> [EXERCISE INPUT]:
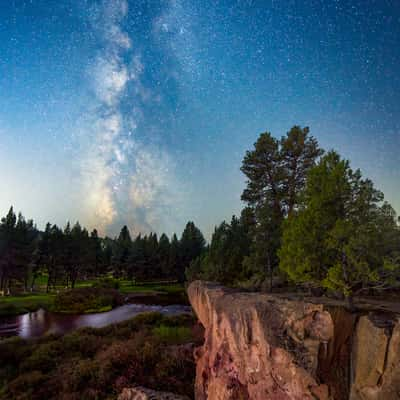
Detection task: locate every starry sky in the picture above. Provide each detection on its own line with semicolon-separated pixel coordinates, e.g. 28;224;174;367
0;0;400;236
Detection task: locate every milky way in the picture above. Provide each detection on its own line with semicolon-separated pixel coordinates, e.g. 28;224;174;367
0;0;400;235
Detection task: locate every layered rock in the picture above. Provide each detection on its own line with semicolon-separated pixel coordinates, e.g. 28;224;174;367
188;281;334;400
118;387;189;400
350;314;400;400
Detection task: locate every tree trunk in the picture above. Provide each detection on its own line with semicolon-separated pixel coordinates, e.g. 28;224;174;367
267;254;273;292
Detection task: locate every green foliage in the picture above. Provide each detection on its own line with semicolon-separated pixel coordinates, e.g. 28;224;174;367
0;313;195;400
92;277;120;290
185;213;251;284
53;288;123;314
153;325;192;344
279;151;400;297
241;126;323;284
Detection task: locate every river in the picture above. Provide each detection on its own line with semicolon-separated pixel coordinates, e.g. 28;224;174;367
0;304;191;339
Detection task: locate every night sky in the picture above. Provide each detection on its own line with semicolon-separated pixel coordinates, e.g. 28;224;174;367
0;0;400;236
...
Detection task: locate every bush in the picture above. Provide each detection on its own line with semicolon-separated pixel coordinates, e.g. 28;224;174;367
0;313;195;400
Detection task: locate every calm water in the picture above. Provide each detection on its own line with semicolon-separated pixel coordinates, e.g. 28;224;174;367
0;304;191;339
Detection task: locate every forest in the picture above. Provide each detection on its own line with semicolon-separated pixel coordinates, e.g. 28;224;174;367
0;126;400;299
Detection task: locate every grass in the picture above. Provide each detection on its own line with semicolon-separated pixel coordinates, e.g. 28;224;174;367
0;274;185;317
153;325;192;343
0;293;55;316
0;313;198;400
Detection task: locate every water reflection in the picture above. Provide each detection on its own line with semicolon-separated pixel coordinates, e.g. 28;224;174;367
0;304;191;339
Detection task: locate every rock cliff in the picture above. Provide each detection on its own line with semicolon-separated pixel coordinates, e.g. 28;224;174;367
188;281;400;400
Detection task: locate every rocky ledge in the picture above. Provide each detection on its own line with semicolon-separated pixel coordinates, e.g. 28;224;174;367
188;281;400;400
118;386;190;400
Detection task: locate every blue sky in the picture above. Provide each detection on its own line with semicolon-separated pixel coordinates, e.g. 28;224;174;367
==
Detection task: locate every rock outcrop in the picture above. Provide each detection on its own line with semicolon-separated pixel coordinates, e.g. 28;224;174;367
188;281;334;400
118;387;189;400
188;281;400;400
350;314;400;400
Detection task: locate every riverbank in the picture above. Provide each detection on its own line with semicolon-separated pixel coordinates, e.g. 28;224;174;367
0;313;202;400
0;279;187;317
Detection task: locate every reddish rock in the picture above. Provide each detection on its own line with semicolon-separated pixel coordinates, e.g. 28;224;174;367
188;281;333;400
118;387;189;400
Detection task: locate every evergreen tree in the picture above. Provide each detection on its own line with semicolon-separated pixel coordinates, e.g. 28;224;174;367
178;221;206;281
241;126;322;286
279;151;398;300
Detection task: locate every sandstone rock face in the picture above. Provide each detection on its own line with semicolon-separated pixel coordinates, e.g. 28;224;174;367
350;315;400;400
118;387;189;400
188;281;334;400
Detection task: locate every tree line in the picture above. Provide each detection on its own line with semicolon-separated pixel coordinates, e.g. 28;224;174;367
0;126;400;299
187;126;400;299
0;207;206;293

> [EXERCISE GOAL]: Rewrite the lines starting at the one containing "Detection task: locate every sandstone" and ending at the one containing "0;207;206;293", renaming "tree line" to "line of trees" and leaving everything else in them unchanged.

> [TASK RESULT]:
Detection task: locate every sandstone rock face in the picture above. Provide each detection on its own line with semicolon-separated pixel coordinates, e.g. 28;224;174;367
350;315;400;400
118;387;189;400
188;281;334;400
Detection task: locate every line of trees in the picture above. Provide each detection on its own line with semicolon-separated pixel coordinates, e.g. 28;224;174;367
0;126;400;299
187;126;400;299
0;207;206;293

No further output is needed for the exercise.